Copy the entries below verbatim, from the line containing "the goalkeeper glove." through the line containing "(1175, 588)", with both boundary lines included.

• [ROWS]:
START
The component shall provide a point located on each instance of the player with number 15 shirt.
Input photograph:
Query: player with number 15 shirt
END
START
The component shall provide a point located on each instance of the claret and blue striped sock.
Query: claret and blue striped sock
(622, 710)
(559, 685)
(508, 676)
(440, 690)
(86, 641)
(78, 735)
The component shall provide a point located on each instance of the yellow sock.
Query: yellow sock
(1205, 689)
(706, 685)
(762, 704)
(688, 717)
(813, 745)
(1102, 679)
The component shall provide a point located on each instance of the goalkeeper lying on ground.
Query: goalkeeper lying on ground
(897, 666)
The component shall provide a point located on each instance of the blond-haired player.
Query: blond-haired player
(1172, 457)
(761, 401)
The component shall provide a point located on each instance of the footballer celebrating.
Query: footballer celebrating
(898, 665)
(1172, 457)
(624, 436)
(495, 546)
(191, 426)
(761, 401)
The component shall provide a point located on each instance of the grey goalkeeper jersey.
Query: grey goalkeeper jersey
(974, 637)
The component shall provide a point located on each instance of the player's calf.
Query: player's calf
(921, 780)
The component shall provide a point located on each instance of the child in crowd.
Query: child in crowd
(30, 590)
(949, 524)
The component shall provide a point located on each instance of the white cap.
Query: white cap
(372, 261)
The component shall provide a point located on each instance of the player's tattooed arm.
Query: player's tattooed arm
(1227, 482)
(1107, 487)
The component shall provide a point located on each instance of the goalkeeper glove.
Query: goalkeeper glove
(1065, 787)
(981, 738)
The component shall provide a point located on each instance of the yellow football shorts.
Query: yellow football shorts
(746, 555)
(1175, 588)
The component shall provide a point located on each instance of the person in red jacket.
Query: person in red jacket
END
• [ANSWER]:
The component shall provide a point located on each instance of the goalkeeper glove.
Query: goalkeeper glove
(1065, 787)
(981, 738)
The component shall provide a point located on each instance of the yellow football shorts.
Query: yellow football shorts
(746, 555)
(1175, 588)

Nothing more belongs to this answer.